Short problem – Print every entry, word for word, and skip the images.

The data –
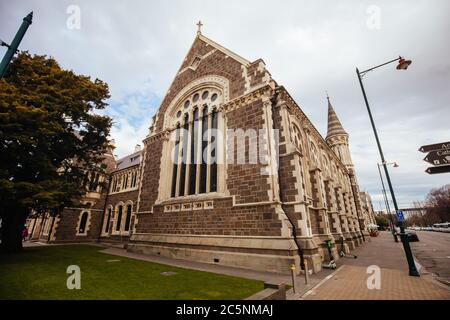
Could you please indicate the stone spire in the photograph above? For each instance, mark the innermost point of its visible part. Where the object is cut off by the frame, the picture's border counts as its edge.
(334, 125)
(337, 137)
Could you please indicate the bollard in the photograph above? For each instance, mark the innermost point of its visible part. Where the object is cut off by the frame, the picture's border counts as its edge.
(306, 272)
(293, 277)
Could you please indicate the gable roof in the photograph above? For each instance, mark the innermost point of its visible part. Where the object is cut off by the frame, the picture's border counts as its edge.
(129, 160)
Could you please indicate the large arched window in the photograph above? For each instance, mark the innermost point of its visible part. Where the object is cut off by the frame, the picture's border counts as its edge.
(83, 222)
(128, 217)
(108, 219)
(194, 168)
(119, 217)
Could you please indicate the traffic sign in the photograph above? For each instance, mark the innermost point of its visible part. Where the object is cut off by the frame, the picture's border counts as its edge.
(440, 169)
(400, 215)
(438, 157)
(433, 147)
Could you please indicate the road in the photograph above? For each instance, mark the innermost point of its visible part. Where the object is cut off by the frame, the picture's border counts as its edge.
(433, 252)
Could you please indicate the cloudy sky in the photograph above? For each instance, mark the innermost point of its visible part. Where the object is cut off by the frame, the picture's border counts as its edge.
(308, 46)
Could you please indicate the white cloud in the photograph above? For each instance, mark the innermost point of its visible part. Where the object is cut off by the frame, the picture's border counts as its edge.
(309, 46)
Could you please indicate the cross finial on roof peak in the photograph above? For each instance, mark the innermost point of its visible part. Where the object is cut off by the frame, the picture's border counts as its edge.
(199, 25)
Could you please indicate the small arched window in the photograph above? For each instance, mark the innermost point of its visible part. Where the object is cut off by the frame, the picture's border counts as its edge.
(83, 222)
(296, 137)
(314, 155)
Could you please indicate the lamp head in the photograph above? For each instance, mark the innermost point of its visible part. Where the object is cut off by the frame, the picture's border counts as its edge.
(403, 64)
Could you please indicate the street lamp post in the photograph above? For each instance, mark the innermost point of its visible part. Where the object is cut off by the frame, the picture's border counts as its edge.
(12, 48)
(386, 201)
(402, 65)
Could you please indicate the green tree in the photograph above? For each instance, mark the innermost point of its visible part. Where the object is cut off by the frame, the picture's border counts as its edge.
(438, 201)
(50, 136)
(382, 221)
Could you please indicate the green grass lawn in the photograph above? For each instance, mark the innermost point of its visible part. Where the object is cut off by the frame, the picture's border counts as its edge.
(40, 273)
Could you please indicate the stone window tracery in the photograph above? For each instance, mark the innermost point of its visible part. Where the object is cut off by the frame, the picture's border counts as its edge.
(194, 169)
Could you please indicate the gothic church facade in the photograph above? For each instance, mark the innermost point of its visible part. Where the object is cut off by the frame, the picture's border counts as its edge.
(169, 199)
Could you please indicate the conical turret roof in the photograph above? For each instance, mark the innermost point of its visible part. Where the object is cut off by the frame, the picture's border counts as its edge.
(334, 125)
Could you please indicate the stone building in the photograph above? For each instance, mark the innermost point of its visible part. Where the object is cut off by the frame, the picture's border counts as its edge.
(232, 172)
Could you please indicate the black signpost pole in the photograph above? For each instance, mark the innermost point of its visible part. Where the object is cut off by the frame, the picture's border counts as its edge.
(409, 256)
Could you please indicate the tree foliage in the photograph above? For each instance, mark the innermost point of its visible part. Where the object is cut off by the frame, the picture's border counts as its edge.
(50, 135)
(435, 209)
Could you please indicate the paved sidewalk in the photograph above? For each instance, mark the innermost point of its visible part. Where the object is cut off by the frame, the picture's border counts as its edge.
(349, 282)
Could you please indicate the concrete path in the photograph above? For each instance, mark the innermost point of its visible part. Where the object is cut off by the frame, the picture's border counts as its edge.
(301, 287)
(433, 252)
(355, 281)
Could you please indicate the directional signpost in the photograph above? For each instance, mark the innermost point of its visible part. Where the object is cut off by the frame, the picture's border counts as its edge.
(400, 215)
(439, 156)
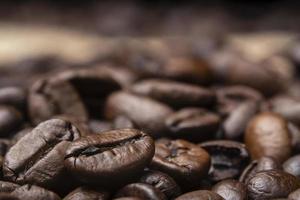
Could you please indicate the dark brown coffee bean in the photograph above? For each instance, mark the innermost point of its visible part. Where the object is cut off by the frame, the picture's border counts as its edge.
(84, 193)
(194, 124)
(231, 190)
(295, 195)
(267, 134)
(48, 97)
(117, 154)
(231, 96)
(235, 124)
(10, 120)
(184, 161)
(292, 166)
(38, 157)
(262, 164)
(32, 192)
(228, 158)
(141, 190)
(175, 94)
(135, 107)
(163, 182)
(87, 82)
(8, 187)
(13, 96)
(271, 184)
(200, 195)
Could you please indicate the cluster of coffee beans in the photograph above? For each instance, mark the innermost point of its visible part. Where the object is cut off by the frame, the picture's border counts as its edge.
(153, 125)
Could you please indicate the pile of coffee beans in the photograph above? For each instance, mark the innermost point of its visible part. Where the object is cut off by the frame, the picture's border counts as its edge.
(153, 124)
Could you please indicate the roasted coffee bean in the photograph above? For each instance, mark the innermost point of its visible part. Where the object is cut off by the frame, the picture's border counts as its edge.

Solution to this problem –
Could you please indicate the stone spire in the photograph above? For each instance, mark the innermost point of its visible part. Where the object is cut off by the frame, the picture's border counts as its edge.
(334, 125)
(337, 137)
Could you please indicate the bollard in the photograph above? For each instance, mark the innermost point of its visible part. Where the object is cut off by the frame, the picture's border counts as its edge.
(306, 272)
(293, 277)
Could you please indicate the gable roof in the photograph above? For each instance, mark the innermost point of its visible part. Where the object is cut off by the frame, the picture's border counts as its edge.
(129, 160)
Could you please indicate the large arched window in the photograph above? For each instance, mark the innermost point of its visible part. Where the object is cut off by the frame, the picture's border counts as its edge.
(83, 222)
(128, 217)
(108, 219)
(194, 168)
(119, 217)
Could you please indicate the traffic sign in the photograph above? For each instance, mark the innermost point of its visible part. Where the object is cut off by the frame, the picture's border counts as its edge.
(440, 169)
(400, 215)
(438, 157)
(433, 147)
Could you please indicate the road in the photograph above? For each instance, mark the innermost point of its visible part. Where the object is cut off by the frame, the picture's border counts as its edge.
(433, 252)
Could you please indicate the cloudy sky in the photograph above? For each instance, mark the innermost point of its visible part. Where the object is cut off by the frame, the picture's border counts as its edge.
(308, 46)
Could you please indicate the white cloud in the photograph above? For each instance, mark the innermost point of its visible part. Where the object is cut off by the frame, the picture's border counts as its edge.
(309, 46)
Could you please indicate the cross finial on roof peak in the photograph above? For each instance, mark the innermost point of its visible part. Where the object is cut off by the frame, the picture's border counts as its edge.
(199, 25)
Could you please indicate the small arched window in the photograph above? For each instance, mark the innermost point of its visible part. Where the object is cut off by the frame, the picture's border counts as its edge.
(83, 222)
(296, 137)
(314, 155)
Could you please indicate the lamp head in the photograph above? For each instance, mark the innermost point of its visible part. Where the object is cut off by the frame, the picture's border counts as its edge.
(403, 64)
Could you please indicate the street lamp post in the photograph above? For each instance, mark the innermost point of its visible part. Where the object is cut off by the frame, the picture's border counts as its edge.
(12, 48)
(386, 201)
(402, 65)
Could you please indicate the green tree in the photograph above? For each instance, mark the innermost point of its visible part. Where the object is cut off by the frame, the picture's border counts as its edge.
(438, 201)
(50, 136)
(382, 221)
Could you please indicate the green grass lawn in the photograph above? For each instance, mark the innermost point of its visible part. Where the object is cut off by the frame, the picture's border counts as its edge.
(40, 273)
Could you please indicate the stone window tracery in the photograph above? For each instance, mark the innermost point of its visible part. Where the object is cut off by the frame, the picture's border counts as its edge.
(194, 169)
Could you please indicate the gothic church facade in the photograph above? For each instance, mark the innermost point of its visible part. Where the object is cut off by the frame, the picture's border counts as its edge.
(169, 199)
Could you please indicate the conical turret roof in the photograph above? For each instance, mark the innermost point of its visible part. Where the object is cut off by the frame, the picture's border counts as its edge.
(334, 125)
Could you please indicate the stone building in the photograph above? For each instance, mark the innermost point of its visible part. Where the object is cut off by the frame, the picture's border counts as its edge.
(232, 172)
Could you please indicate the black signpost pole in the photograph above? For each instance, mark the innermost point of its visible part. Where the object is cut off by the frame, the picture's border counts as its edge.
(409, 256)
Could you please indicate the tree foliage in the photograph above? For each instance, mark the innermost point of its visible part. Where the object is cut off by the frame, the picture's border counts as its edge.
(50, 135)
(435, 209)
Could you please indicate the paved sidewalk in the photograph above? For each instance, mark the innermost point of its visible part. Where the object is cut off by the frame, the picture's border counts as its edge.
(349, 282)
Could you please indicate the concrete path in the photograph above? For each instance, mark the innermost point of its visible part. Where the object is cut off by the frame, the picture's border counts as its edge.
(301, 287)
(433, 252)
(355, 281)
Could you please indicate the directional signpost in the photograph above? For each instance, mark the innermost point of its visible part. Where the object is cut off by the frame, the picture's border counts as its edge.
(400, 215)
(439, 156)
Could you please indicate the dark brown coffee bean in the photograph above? For each instance, mark the innermost point of its visible part. Where the object is cut off by the frame, the picture's border counts as its edge.
(84, 193)
(194, 124)
(231, 190)
(295, 195)
(267, 134)
(48, 97)
(117, 154)
(231, 96)
(235, 124)
(10, 120)
(184, 161)
(292, 166)
(38, 157)
(262, 164)
(32, 192)
(228, 158)
(141, 190)
(175, 94)
(135, 107)
(163, 182)
(87, 82)
(8, 187)
(13, 96)
(271, 184)
(200, 195)
Could you please indicate the cluster of coffee beans in the photograph above? For each instance, mark the innermost point of its visible part. Where the object is cut off by the frame, the picture's border counts as its edge.
(153, 125)
Could you please indicate the pile of coffee beans in the photograph above? For each instance, mark the innermost point of its visible part. Where the object is cut off by the frame, the picture's border counts as its edge.
(153, 124)
Could you please indicate the roasted coffee bean in the photograph above? For each instance, mark the innermost point of its visible part. Where the object is cut off by the frame, the picture's border counts as its edge.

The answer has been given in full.